__EXERCISE BRIEF__
Beginning at whichever line contains "Target: tree bark", reproduce each line of the records below word for word, ending with the last, and add nothing.

Data excerpts:
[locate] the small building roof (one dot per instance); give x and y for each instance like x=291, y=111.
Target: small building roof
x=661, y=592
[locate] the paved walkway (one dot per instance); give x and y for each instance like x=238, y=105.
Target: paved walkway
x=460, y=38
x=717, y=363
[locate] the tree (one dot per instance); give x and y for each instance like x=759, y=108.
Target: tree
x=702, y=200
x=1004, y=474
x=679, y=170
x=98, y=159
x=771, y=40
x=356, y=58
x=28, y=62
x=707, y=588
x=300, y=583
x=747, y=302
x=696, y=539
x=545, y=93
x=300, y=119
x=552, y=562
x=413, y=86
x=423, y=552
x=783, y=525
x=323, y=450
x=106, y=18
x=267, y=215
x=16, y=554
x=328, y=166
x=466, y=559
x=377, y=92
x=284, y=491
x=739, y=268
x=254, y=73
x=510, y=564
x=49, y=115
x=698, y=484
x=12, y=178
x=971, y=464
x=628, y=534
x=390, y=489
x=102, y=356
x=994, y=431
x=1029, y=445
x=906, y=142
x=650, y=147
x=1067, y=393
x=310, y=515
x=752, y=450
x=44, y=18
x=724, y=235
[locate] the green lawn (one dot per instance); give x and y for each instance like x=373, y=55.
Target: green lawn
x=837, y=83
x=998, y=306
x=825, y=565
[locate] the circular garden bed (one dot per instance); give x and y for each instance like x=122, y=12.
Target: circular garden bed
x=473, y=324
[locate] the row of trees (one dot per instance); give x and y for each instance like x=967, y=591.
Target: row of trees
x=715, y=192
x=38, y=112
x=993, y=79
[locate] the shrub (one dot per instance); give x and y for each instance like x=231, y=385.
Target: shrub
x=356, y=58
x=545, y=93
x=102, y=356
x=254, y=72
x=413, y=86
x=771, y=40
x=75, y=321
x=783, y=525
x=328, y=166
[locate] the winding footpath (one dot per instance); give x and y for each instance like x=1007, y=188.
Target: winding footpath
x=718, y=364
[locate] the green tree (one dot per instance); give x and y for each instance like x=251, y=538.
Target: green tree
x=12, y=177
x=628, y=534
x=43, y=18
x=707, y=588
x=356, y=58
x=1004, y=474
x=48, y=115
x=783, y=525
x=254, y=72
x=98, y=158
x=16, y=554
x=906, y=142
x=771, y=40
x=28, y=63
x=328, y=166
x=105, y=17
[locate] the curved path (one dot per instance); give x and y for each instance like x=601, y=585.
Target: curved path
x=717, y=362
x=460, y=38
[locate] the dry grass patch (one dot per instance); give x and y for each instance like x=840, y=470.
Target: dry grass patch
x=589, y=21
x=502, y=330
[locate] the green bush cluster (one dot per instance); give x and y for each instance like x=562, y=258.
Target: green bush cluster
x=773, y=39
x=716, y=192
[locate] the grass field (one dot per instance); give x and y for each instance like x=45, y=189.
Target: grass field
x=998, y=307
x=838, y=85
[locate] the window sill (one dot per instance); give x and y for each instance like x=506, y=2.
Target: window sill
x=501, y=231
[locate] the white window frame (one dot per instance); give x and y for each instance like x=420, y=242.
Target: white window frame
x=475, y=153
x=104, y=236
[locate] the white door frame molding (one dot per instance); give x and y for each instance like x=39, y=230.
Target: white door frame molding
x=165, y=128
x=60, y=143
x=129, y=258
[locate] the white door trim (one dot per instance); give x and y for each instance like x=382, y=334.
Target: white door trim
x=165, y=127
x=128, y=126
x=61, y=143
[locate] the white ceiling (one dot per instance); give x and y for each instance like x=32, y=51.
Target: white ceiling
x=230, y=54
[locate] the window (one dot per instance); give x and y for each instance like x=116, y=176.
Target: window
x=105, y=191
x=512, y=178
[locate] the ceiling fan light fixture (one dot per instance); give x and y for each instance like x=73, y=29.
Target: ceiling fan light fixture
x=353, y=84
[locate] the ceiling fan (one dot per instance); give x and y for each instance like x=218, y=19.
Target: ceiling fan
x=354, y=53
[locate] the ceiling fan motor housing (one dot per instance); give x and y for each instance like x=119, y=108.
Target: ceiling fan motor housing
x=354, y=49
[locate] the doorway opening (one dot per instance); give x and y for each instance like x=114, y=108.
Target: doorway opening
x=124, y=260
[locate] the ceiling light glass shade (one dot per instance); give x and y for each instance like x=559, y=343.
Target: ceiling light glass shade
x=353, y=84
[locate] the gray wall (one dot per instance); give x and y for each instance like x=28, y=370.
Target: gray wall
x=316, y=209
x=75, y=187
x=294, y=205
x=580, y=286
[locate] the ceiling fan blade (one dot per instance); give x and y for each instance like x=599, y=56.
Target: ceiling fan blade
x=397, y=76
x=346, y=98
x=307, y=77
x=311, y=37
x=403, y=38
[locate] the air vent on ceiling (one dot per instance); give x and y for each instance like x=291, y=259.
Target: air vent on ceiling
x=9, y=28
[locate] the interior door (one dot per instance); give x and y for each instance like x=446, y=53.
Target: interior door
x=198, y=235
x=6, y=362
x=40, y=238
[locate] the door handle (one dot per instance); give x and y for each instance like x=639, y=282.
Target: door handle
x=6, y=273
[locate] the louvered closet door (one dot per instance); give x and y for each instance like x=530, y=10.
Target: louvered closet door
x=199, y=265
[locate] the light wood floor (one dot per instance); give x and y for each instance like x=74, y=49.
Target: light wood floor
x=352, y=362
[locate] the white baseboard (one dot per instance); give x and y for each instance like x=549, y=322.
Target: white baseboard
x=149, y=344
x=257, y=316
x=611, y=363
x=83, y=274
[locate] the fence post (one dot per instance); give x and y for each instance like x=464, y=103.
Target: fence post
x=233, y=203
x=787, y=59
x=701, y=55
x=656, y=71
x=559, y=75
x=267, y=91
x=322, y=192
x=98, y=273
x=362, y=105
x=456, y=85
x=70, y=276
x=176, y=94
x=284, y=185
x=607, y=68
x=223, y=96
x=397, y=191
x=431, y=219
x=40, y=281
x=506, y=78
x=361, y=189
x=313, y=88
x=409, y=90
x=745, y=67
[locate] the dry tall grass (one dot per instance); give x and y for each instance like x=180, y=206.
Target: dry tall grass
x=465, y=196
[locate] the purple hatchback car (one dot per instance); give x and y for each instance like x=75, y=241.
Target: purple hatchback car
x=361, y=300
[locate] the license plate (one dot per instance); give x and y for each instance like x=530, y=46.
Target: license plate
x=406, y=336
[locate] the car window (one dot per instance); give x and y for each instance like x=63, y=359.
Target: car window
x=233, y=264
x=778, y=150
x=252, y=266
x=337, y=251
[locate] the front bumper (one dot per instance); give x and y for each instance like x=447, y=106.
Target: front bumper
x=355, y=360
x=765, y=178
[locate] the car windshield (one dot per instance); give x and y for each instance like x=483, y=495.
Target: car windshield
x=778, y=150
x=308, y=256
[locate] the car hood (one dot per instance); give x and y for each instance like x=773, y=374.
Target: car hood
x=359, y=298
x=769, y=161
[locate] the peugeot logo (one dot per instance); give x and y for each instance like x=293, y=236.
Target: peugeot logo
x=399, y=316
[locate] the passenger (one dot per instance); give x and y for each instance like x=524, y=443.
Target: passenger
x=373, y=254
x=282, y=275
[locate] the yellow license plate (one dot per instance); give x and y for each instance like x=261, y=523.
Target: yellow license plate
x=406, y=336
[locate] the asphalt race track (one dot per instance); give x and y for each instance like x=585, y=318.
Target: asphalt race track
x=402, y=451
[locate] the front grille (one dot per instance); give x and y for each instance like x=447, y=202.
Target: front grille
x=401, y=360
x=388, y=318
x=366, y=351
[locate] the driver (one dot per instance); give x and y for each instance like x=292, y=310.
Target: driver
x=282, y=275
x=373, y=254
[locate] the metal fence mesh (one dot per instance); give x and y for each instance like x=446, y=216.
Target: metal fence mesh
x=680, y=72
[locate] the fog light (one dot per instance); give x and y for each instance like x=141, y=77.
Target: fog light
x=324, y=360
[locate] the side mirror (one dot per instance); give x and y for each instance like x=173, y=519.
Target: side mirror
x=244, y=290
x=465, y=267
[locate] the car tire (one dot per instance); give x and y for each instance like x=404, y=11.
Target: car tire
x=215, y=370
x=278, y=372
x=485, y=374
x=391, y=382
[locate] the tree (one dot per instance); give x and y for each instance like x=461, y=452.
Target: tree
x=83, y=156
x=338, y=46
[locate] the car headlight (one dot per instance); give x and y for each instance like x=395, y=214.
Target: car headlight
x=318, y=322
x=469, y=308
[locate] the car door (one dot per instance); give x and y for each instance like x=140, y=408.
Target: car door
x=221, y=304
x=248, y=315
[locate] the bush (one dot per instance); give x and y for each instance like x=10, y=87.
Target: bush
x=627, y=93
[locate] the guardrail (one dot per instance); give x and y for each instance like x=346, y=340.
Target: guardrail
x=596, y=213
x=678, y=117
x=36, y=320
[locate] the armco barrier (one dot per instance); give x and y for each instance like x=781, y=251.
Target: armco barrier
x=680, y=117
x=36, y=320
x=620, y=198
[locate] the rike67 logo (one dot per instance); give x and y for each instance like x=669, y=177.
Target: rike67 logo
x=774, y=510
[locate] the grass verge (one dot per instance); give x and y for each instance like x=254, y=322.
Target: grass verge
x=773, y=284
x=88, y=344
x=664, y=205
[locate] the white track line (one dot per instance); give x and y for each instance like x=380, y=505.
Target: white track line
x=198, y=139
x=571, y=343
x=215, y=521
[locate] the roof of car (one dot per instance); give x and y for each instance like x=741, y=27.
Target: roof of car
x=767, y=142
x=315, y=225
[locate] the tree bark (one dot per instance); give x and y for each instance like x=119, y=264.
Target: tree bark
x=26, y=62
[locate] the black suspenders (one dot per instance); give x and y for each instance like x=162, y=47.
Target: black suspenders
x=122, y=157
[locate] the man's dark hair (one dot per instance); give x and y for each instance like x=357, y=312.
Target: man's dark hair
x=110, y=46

__ANSWER BOX__
Target: tree bark
x=26, y=62
[locate] the black suspenders (one dot per instance); give x and y for each instance like x=162, y=47.
Target: black suspenders
x=122, y=157
[locate] the man's dark hair (one dot per instance); give x and y for each instance like x=357, y=312.
Target: man's dark hair
x=110, y=46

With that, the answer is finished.